Of course, some aspects of Mac's personality grated on me more than others. For example, I was repeatedly irritated by Mac's airy assumption that physical appearance is key in relationships. Take her shocked reaction to seeing a plain girl with a gorgeous guy:

"She was a tad easier on the eyes than mousy, which was why I noticed them, because he was drop-dead gorgeous...I admit I was fascinated. Though the women wore a frothy short skirt, a silk blouse, and was smartly accessorized and polished right down to her French-manicured toenails, the kindest anyone would ever call her was plain, and yet he seemed to positively dote on her."

Good god! A man liking a woman for something other than her appearance? Scandalous! Dire supernatural forces simply must be involved! Don't worry--they are.] This attitude is echoed in her depiction of a healthy relationship:

"'Distinguish yourself,' my mom had told Alina and me, 'in an age where girls often make themselves too available to boys, by making him work a little for your attention. He'll think he's won a prize when he gets it, and he'll work that much harder to keep it. Boys turn into men and men put a premium on what's harder to get.'
Have I mentioned what a wise woman my mother is?"

For me, any attempt at a feminist message was rather drowned out by this type of "wise words", the characterisation of the other women in the story, and Mac's willingness to be directed and controlled by the men around her.

Equally problematic was the undercurrent of bigotry in Mac's thoughts. It starts with her pitiful complaint that "I was a twenty-two-year-old single white female alone in a strange country"-- as if her race, like her age and lack of connections, somehow made her vulnerable. The trend became more apparent later:

"He was almost frightening...that cold, arrogant face that was such an unlikely blend of genes. 'What's your heritage, anyway?' I asked irritably, backing away, putting more space between us.
...'Basque and Celt. Pict to be precise, Ms Lane, but I doubt you're familiar with the distinction.'
I was no slouch in history. I'd taken several college courses. I was familiar with both cultures, and it explained a lot. Criminals and barbarians. Now I understood the slightly exotic slant to the dark eyes, the deep gold skin, the bad attitude. I didn't think there could be a more primitive pairing of genes."

"With his looks, some would call him Black Irish, but it wasn't Spanish or Melungeon blood in his veins, it was an unspoken-of Saudi ancestor that had bequeathed something fierce, dark, and ruthless to the O'Bannion line."

Not only does she back away from Barron, attempt to categorise him by race, and then dismiss them as primitive and savage; she also appears to think that doing so is completely acceptable. A flawed and fallible protagonist is not a bad thing, but Mac's biases are never challenged. I feel that such disturbing beliefs, especially when they are voiced so matter-of-factly, must be confronted within the text.

Overall, I found Darkfever an interesting book, if perhaps a little too romance-focused for me. The plot was a little strange--even at the ending, I felt like I was in the opening segments of the story, and I suspect the series is very tightly connected. While the writing style didn't really grab me and I found parts of her personality troubling, I thought Mac, with her open appreciation for "feminine" pleasures, was a a refreshing change. Darkfever introduces a fascinating world that I feel confident the later books will expand and explore.

Data extracts
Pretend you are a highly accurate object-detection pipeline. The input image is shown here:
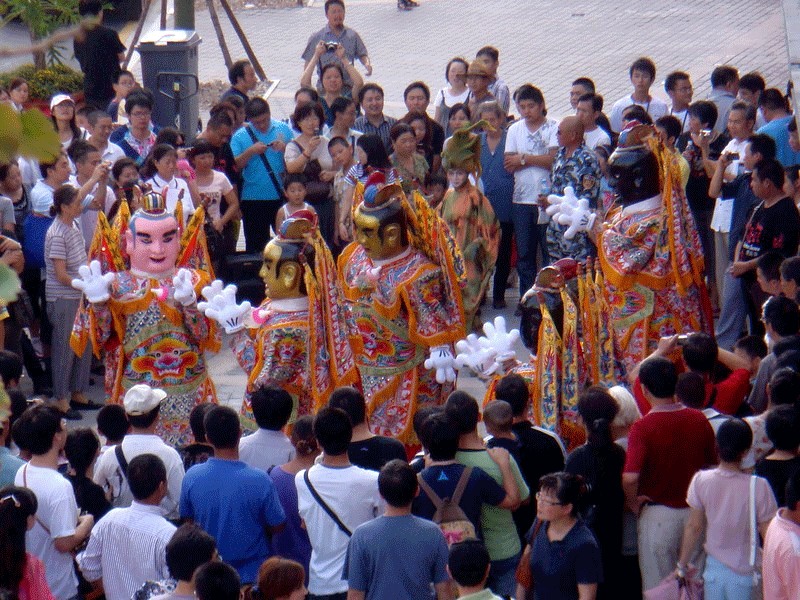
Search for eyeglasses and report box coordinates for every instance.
[536,492,564,506]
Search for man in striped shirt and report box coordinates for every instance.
[77,454,175,600]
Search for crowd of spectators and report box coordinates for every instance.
[0,0,800,600]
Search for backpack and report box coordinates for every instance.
[417,467,478,547]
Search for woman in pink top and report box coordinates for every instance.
[0,485,54,600]
[676,419,778,600]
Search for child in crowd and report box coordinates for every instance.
[141,144,200,227]
[733,335,768,383]
[239,385,294,472]
[106,71,136,125]
[425,174,450,208]
[64,427,111,522]
[275,173,317,233]
[179,402,216,471]
[447,540,500,600]
[483,400,520,463]
[97,404,131,454]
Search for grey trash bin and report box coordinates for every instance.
[136,29,202,143]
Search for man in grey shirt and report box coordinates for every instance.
[301,0,372,95]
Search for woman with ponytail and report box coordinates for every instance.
[0,485,54,600]
[268,415,320,581]
[564,385,625,600]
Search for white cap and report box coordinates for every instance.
[50,94,75,110]
[122,383,167,416]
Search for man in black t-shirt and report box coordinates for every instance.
[73,0,125,110]
[730,159,800,335]
[328,387,407,471]
[495,373,566,543]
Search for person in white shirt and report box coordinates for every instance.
[609,57,667,133]
[664,71,694,132]
[575,94,611,150]
[14,405,94,600]
[77,454,176,600]
[86,110,125,166]
[94,383,184,518]
[142,144,200,227]
[239,385,294,472]
[295,408,384,600]
[503,83,558,296]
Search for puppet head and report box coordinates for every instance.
[259,210,316,300]
[125,191,181,278]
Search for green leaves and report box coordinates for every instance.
[0,104,61,164]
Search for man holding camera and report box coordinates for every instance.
[301,0,372,96]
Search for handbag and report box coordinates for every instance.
[289,140,333,204]
[748,475,764,600]
[245,125,286,202]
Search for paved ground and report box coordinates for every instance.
[0,0,788,422]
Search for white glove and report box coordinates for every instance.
[172,269,197,306]
[72,260,114,304]
[455,333,496,377]
[483,316,519,364]
[546,186,597,240]
[425,345,456,384]
[197,279,250,333]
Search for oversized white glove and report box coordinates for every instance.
[483,316,519,364]
[172,269,197,306]
[197,279,251,333]
[546,186,597,240]
[455,333,496,377]
[72,260,114,304]
[425,345,456,384]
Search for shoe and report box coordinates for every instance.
[69,392,103,410]
[64,408,83,421]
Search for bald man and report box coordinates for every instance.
[547,116,600,262]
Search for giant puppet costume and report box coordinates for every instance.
[199,211,358,430]
[548,125,712,372]
[72,192,219,446]
[339,174,464,443]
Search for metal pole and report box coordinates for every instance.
[175,0,194,31]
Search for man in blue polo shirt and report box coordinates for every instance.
[181,406,286,584]
[231,98,294,253]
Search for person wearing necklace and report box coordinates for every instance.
[675,418,778,598]
[516,472,602,600]
[389,123,428,194]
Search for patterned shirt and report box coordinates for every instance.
[547,143,601,261]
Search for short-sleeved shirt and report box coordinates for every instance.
[301,25,367,89]
[180,458,286,583]
[506,119,558,204]
[197,171,233,219]
[528,519,603,600]
[231,119,294,202]
[14,464,78,600]
[624,404,717,508]
[44,218,86,301]
[411,464,506,537]
[686,468,778,575]
[347,435,406,471]
[456,450,531,560]
[342,515,449,600]
[755,456,800,506]
[738,197,800,261]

What you need to do
1. Translate this sentence from the Darkfever review into Spanish: "A flawed and fallible protagonist is not a bad thing, but Mac's biases are never challenged."
2. Answer these questions from the Darkfever review.
(a) How old does Mac say she is?
(b) What heritage does Barron give for himself?
(c) What does the reviewer find the book perhaps a little too focused on?
3. According to the Darkfever review, what drowned out any attempt at a feminist message? List everything it names.
The material can be set aside.

Exercise responses
1. Una protagonista imperfecta y falible no es algo malo, pero los prejuicios de Mac nunca se cuestionan.

2.
(a) She is twenty-two.
(b) Basque and Celt, or Pict to be precise.
(c) Romance.

3.
- The "wise words" about relationships
- The characterisation of the other women in the story
- Mac's willingness to be directed and controlled by the men around her